DATASET RECORDS
* * * * * * *

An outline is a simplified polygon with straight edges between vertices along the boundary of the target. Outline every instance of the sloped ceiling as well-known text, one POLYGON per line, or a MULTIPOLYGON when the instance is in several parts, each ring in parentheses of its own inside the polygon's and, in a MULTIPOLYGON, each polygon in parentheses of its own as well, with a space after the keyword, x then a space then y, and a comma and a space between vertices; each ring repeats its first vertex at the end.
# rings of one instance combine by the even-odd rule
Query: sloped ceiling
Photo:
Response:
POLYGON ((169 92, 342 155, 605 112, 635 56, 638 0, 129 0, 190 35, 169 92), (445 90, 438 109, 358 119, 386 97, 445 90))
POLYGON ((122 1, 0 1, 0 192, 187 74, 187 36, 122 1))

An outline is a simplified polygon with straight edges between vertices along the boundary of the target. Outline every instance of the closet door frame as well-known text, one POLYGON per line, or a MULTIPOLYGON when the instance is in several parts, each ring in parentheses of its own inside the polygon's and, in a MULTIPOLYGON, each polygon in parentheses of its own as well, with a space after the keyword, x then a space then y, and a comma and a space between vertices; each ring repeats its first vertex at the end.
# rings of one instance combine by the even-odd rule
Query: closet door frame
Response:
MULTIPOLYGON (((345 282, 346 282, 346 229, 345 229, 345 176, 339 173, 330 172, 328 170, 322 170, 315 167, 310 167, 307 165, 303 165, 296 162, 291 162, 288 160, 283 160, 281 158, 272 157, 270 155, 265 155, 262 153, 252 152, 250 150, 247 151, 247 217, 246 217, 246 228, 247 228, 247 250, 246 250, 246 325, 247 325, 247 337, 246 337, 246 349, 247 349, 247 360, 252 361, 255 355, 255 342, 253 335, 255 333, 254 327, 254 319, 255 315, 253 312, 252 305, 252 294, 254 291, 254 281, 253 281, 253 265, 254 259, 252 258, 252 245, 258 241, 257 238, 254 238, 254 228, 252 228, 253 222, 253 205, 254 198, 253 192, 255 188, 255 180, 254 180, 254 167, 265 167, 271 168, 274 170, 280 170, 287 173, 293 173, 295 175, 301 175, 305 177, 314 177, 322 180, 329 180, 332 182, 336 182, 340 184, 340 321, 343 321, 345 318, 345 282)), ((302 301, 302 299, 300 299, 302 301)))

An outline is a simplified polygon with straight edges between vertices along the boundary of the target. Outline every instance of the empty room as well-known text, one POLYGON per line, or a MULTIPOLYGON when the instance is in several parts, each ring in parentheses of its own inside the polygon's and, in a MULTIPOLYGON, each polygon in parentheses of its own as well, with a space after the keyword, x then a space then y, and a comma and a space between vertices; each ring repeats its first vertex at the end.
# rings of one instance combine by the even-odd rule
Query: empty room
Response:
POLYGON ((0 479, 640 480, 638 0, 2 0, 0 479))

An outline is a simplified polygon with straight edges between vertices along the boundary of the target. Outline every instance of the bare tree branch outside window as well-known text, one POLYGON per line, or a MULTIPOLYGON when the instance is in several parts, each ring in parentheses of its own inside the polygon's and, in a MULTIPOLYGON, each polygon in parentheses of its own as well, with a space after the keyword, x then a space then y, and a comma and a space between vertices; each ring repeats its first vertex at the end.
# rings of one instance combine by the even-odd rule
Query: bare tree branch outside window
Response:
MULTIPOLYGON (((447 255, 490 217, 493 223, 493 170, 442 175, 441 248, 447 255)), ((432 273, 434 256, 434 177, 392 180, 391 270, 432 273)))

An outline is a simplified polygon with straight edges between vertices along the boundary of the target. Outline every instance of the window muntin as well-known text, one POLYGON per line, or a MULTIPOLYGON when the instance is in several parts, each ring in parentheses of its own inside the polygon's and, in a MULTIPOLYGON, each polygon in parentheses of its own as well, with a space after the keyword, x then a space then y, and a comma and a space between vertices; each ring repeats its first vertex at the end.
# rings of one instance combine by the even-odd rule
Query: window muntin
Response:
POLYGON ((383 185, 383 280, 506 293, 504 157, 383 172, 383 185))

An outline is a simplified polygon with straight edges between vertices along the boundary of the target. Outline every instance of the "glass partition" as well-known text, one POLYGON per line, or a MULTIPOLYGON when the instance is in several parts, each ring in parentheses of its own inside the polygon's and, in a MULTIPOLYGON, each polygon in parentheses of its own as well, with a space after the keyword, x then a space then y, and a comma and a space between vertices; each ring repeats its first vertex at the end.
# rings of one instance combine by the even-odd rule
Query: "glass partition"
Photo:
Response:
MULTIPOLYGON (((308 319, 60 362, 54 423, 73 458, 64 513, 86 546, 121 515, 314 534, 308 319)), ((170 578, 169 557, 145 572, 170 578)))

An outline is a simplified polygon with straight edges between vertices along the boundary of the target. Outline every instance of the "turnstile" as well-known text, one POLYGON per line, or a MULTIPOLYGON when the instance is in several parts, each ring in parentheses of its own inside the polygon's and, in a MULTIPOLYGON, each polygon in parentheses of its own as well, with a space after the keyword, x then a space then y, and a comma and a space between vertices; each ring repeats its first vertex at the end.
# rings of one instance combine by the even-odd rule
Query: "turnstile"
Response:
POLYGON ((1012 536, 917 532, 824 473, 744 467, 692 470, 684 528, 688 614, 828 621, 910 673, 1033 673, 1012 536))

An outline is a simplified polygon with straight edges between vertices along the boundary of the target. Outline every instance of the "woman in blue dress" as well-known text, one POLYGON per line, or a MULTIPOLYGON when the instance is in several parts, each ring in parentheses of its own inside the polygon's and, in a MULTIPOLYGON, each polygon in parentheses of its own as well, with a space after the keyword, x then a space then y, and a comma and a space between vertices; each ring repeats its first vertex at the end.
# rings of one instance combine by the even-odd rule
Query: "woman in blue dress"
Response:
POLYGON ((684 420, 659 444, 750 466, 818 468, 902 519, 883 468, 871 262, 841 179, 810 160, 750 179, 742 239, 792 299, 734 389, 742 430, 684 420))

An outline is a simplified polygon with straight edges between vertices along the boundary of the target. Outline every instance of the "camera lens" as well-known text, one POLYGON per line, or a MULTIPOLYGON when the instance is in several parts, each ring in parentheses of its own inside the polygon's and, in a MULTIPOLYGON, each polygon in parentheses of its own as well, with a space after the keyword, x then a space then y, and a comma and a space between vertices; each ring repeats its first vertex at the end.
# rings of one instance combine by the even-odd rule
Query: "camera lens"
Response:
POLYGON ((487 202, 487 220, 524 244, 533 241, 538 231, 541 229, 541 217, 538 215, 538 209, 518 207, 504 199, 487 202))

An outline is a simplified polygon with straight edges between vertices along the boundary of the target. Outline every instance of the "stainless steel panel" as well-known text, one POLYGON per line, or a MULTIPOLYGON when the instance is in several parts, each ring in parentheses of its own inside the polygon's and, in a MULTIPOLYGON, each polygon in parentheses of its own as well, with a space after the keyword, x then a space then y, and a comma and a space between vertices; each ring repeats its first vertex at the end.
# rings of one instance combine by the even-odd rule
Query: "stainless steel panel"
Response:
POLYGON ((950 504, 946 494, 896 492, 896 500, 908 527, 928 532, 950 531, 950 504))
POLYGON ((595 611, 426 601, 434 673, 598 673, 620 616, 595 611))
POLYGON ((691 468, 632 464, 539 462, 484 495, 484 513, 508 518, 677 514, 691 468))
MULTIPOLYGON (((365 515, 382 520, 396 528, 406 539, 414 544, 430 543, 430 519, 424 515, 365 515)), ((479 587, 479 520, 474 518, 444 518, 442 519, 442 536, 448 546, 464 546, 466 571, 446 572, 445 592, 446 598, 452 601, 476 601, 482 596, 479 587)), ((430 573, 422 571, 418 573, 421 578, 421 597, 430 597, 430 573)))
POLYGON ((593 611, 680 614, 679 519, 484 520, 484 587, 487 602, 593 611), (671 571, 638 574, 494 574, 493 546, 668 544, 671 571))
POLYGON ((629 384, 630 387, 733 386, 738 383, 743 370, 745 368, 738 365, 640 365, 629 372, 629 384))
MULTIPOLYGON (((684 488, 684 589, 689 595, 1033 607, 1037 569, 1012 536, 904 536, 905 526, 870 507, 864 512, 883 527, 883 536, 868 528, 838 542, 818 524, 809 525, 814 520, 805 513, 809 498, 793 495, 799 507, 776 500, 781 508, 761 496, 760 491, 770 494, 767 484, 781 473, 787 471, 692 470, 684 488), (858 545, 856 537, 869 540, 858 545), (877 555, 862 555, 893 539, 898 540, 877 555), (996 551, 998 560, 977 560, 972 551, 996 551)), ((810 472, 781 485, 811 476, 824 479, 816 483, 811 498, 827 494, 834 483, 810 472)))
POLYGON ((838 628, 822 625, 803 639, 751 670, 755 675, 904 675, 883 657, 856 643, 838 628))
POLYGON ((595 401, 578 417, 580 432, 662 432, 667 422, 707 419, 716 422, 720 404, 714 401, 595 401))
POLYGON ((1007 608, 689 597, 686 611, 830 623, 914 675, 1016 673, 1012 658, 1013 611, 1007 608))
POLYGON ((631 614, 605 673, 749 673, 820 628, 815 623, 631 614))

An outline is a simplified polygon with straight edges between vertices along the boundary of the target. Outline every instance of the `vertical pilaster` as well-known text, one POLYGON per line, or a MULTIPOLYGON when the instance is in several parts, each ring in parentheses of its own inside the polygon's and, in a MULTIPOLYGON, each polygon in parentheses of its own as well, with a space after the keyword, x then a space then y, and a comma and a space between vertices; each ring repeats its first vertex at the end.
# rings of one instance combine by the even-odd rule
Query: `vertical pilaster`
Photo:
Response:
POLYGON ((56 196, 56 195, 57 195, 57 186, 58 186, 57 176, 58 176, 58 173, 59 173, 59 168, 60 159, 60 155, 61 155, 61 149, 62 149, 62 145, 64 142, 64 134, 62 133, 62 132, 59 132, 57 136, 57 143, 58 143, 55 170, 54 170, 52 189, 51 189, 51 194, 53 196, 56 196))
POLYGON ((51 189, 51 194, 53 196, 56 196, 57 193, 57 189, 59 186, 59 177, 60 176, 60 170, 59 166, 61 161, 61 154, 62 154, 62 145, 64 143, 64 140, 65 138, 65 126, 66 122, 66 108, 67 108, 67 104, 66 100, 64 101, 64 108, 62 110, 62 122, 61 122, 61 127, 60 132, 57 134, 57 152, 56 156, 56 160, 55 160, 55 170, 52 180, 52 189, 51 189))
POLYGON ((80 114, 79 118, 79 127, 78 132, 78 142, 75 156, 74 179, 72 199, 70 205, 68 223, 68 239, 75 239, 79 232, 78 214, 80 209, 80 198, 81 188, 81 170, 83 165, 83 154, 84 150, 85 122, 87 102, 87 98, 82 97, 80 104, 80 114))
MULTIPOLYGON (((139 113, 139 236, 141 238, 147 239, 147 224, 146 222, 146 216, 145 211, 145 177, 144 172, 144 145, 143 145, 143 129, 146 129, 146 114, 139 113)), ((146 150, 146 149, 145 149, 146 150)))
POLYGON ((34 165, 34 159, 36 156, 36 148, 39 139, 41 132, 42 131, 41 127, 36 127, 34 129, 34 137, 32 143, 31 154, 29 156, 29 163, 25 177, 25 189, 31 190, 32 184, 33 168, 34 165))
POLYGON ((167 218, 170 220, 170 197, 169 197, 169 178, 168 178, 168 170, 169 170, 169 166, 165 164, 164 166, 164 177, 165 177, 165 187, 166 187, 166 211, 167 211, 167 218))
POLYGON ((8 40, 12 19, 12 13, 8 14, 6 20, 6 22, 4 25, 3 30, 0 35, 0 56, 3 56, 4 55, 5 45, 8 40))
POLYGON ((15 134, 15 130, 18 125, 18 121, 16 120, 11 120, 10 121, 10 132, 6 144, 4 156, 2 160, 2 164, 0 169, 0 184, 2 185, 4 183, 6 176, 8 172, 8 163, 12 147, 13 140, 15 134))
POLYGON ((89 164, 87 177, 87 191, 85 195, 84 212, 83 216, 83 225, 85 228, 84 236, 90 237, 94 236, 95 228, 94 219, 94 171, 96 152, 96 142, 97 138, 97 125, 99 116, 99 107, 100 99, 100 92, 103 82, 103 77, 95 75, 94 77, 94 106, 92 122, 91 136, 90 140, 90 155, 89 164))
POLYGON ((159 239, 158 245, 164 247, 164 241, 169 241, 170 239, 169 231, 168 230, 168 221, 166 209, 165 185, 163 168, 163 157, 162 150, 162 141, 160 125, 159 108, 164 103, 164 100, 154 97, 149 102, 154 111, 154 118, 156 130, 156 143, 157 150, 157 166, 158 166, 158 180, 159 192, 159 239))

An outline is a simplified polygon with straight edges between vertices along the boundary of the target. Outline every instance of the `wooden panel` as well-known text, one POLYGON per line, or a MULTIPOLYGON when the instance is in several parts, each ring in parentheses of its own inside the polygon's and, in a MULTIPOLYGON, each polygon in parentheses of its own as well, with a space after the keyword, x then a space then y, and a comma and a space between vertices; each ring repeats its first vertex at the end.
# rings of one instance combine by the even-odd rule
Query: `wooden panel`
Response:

* * * * * * *

EXERCISE REQUIREMENTS
Copy out the data from the line containing "of the bare" through the line containing "POLYGON ((383 185, 383", replacing "window muntin" with "window mullion" and changing nothing else.

OUTPUT OF THE TASK
An outline is a simplified polygon with straight edges between vertices along the boundary of the target. Outline every instance of the bare tree branch outside window as well-known text, one POLYGON per line, or a MULTIPOLYGON when the instance is in several parts, each ring in parentheses of its own inside the polygon's and, in a MULTIPOLYGON, each polygon in parentheses of its own as well, with a space after the keyword, x then a space then y, and a comma and a space between vertices; each ring repeats its first vertex at the end.
# rings of one instance combine by the even-odd rule
Query: bare tree branch outside window
Response:
MULTIPOLYGON (((447 255, 490 217, 493 223, 493 170, 442 175, 441 248, 447 255)), ((432 273, 434 256, 434 177, 392 180, 391 270, 432 273)))

An outline is a simplified polygon with straight edges between vertices along the boundary of the target. Outline every instance of the window mullion as well-known text, one POLYGON per line, or a MULTIPOLYGON when the instance is in several parts, each ring in parentheses of its own inside the polygon's and, in a MULTIPOLYGON, each polygon in parentheses of its own as well, with a space after the keyword, x then a space then y, and a comma and a space between vertices; each ring repeats its first vertex at the end.
# rings of one instance combine by the even-odd rule
Query: window mullion
Response:
POLYGON ((383 185, 383 280, 506 293, 504 157, 383 172, 383 185))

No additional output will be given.